▶ EXERCISE DETAILS:
Rewrite the rows below, replacing "white car" with "silver car" and keeping everything else the same. Omit the pictures from your version.

▶ RECORDS SHOWN:
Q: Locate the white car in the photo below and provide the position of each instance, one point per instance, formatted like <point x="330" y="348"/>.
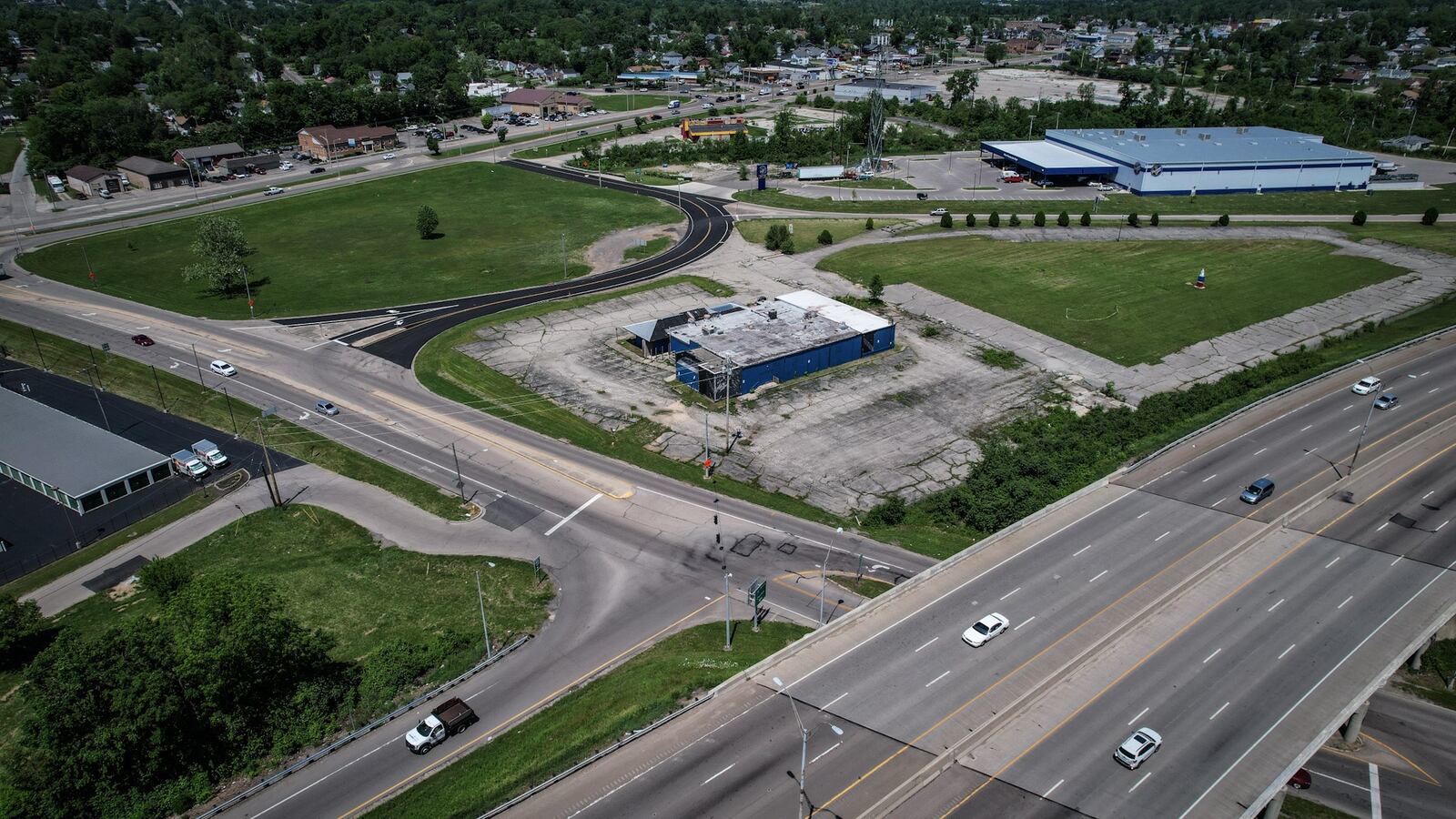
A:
<point x="985" y="630"/>
<point x="1366" y="385"/>
<point x="1138" y="748"/>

▶ RESPONSE TO THIS EXERCISE:
Q: Locate the silver car in the photo below and provide the position of each instance, one point per instance, formatted like <point x="330" y="348"/>.
A:
<point x="985" y="630"/>
<point x="1366" y="385"/>
<point x="1138" y="748"/>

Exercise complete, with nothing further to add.